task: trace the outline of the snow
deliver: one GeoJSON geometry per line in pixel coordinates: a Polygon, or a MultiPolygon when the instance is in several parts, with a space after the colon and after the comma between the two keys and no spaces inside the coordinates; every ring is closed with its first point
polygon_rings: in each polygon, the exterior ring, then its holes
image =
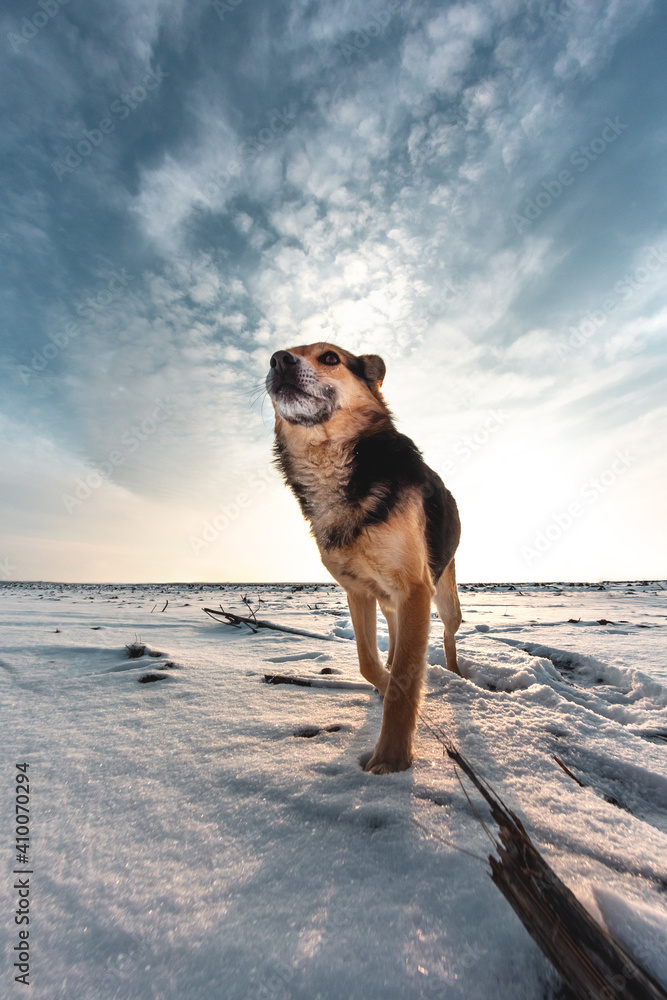
{"type": "MultiPolygon", "coordinates": [[[[463,676],[434,618],[423,708],[667,985],[667,585],[598,586],[462,587],[463,676]]],[[[33,1000],[557,995],[459,850],[491,845],[426,728],[409,771],[361,770],[382,703],[339,588],[5,584],[0,610],[4,816],[30,765],[33,1000]],[[328,638],[203,613],[241,614],[244,593],[328,638]]],[[[13,905],[12,847],[6,825],[13,905]]],[[[6,995],[16,931],[2,922],[6,995]]]]}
+++++
▸ **Instructions for the task**:
List the rows from the first line through the line containing "deliver: one GeoJSON" as a numbered list, leaving out blank lines.

▸ **Correct answer**:
1. task: trace the outline of the snow
2. deliver: one GeoJSON geometry per line in pixel coordinates: a Polygon, or a MultiPolygon when the instance is in several parts, with a space after the colon and after the comma between the two keys and no spaces inside the coordinates; every ring is closed with its first point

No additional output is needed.